[Source data]
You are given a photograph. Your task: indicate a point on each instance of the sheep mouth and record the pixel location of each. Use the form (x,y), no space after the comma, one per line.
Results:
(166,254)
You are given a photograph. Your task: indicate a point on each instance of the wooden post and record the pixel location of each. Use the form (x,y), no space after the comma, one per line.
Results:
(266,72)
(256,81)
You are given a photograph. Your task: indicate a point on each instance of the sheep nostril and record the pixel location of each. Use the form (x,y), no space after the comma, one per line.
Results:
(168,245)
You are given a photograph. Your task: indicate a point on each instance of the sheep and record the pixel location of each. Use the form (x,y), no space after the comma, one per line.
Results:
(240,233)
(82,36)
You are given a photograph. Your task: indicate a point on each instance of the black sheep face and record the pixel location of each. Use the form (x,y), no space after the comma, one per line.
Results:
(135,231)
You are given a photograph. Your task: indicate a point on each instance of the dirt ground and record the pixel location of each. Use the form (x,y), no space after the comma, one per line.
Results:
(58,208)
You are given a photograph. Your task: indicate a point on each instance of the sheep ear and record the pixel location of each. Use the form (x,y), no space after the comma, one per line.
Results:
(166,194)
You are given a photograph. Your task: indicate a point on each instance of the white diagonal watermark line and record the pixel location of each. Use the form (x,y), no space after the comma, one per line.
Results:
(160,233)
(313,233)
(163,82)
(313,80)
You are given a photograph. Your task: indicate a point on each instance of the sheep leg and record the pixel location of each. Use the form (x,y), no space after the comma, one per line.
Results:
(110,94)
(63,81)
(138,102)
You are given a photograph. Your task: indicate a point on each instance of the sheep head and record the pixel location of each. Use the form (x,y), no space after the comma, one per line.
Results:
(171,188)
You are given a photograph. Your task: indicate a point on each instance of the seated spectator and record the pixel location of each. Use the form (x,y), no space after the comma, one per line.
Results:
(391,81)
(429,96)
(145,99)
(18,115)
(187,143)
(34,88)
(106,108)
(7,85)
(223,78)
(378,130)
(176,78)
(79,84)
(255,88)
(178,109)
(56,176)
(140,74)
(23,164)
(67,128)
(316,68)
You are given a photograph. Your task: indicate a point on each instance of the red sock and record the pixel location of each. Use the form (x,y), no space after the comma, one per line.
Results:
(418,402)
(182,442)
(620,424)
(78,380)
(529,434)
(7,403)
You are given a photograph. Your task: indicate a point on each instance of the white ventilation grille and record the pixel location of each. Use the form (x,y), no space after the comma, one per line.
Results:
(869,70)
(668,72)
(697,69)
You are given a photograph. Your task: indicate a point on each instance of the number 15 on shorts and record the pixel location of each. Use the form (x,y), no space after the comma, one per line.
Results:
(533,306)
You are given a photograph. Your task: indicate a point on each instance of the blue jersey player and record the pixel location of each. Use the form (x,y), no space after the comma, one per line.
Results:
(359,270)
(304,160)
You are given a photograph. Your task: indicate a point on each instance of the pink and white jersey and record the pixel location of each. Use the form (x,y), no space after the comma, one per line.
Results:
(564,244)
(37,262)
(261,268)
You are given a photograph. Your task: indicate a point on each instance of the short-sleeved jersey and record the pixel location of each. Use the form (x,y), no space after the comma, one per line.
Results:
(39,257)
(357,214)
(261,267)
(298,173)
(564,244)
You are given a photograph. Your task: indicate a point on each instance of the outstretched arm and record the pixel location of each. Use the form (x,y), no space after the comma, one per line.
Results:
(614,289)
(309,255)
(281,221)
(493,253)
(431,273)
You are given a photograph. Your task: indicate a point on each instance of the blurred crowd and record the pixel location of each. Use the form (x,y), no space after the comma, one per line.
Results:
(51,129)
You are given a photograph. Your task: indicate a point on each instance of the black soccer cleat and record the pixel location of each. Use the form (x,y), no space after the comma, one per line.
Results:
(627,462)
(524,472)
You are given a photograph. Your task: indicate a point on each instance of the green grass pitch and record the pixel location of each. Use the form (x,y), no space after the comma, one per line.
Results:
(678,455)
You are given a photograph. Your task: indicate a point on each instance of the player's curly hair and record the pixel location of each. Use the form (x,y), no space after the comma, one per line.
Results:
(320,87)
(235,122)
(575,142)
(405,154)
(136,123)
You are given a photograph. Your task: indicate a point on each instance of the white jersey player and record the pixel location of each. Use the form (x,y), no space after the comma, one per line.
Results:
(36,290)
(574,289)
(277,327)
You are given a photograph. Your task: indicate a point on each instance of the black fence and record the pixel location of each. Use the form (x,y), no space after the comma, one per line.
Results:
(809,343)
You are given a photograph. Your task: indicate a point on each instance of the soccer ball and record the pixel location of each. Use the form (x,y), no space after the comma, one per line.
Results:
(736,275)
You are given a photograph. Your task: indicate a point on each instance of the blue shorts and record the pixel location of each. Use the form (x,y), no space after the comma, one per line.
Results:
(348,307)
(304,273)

- **Assignment**:
Quote every entry exactly.

- **Result of this exercise**:
You are given a photograph. Your task: indicate a point on each instance of the sheep mouth and record the pixel location of each. Use the form (x,y), no space after the comma, one per line.
Results:
(166,254)
You are given a photograph. Your task: indicate a point on each instance of the wooden post and record the pixel location of each. Use the form (x,y), no space after the comma, one per line.
Results:
(266,72)
(256,81)
You are given a photograph. Your task: indicate a point on each instance of the sheep nostril and record the pixel location of each. Use the form (x,y), no space after the comma, one per line.
Results:
(168,245)
You are given a photograph. Your task: indicate a point on each instance of the sheep and record the pixel location of each. Use the form (x,y), no space after the comma, one per line.
Results:
(240,233)
(82,36)
You are given a photograph. Your task: indicate a point on each instance of the black sheep face and record the pixel location of each. Use the form (x,y), no space after the comma, one per line.
Results:
(135,231)
You are given a photograph. Your task: indicate a point on each instance of the dirt ground and record the pixel location of each. Use the form (x,y), no space after the comma, one per line.
Results:
(58,208)
You are given a photograph. Your task: indicate a point on each instance of the sheep ear and record the pixel location of each. Use the form (x,y), no space after the comma, one per line.
Results:
(166,194)
You are given a photograph. Your task: indicate a point on each instance of the white diagonal watermark line and record the pixel location of each. Use the form (x,y), no space after the comma, one per line.
Results:
(160,233)
(313,233)
(163,82)
(313,80)
You are given a photograph. Your task: indicate a point on each instance of the sheep leg and record the pixel location of each. Use the form (x,y), no space after the comma, one per line.
Results:
(110,94)
(63,81)
(138,102)
You are given a photograph. Your task: indicate a point on each instance of the sheep head and record the pixel location of each. Use the form (x,y), no space after the comma, one per line.
Results:
(171,188)
You are given a photograph. Your task: indicate a point on each instance of the seated spectator and record the pixel location of each. Use the form (x,y), no space after the comma, one per line.
Results:
(391,81)
(429,96)
(145,99)
(18,115)
(187,143)
(34,88)
(106,108)
(7,85)
(223,78)
(378,130)
(176,78)
(79,84)
(255,88)
(178,109)
(56,176)
(140,74)
(23,164)
(67,128)
(316,68)
You are given a photograph. Your task: indicate a point on each instance of the red sock and record the pixel location of each. Use the form (x,y), no space after the comma, one per line.
Results:
(418,402)
(182,442)
(620,424)
(78,380)
(529,434)
(7,403)
You are given a photograph. Your task: indicate a point on each instance of the white ventilation grille and record the pixel location of each. Use the form (x,y), no space after the comma, one per line.
Results:
(869,70)
(668,72)
(697,69)
You are given a photograph. Your task: indicate a point on each instance of the number 15 on shorts and record the pixel location of each. Use the form (x,y), no space after the comma, one per line.
Results:
(533,306)
You are given a photograph. Your task: indicate a point on each instance of the blue jersey player and record the pixel location of each. Use the form (x,y), no space after the comma, one per line.
Results:
(359,270)
(304,160)
You are given a photograph. Your task: indicate a point on each instance of the pink and white jersey and record the pixel location of each. Use the form (x,y), no space after the comma, one per line.
Results:
(564,244)
(37,262)
(261,268)
You are given a photograph. Your task: indicate a point on each instance of the short-sleeved jersey and record the pixel location of each. Use the form (x,y), no space after the comma, one per line.
Results:
(39,257)
(357,214)
(261,267)
(298,173)
(564,244)
You are given a photograph. Your task: indicate a point on each instance of the outstretched arm and record the pixel location of each. Use the form (x,y), no space after the comma, one per line.
Results:
(614,289)
(309,255)
(281,221)
(493,253)
(431,273)
You are given a photograph. Your task: indicate a point on each instance of the blurred crowd and record the pixel location of each. Use the form (x,y), no space after the comma, one per line.
Results:
(51,129)
You are given a photograph. Your task: indicate a point on each instance of the black soccer cleat and record the pixel location of each. Use the form (x,y), no space after the comma, one per line.
Results:
(627,462)
(524,472)
You are given a photograph. Your task: indicate a point on each instance of the green grass pitch and record the pixel location of each. Use the form (x,y), no space after the comma, one per line.
Results:
(678,455)
You are given a photograph. Your task: indicate a point on each instance of the player's curly hair and record the pixel location of each. Use the form (x,y), no space after the comma, one per line.
Results:
(320,87)
(235,122)
(575,142)
(405,154)
(136,123)
You are given a photograph. Your task: indicate a point on each instance of the white jersey player and record the pixel location of each. Use the form (x,y), no space after the comma, one per line.
Results:
(36,290)
(574,289)
(277,327)
You are given a photograph. Your task: indicate a point on each instance of the black fence and record the pixel location of each. Use the form (x,y), no space after the comma, one per line.
Results:
(809,343)
You are given a photograph. Your task: indicate a point on each instance of the soccer ball and record the pixel location of each. Use the form (x,y), no space after the comma, one per line.
Results:
(736,275)
You are given a photograph. Your task: indicate a point on each instance of the blue shorts and record the pixel location of each. Use the form (x,y), no space after the comma, one per line.
Results:
(348,307)
(304,273)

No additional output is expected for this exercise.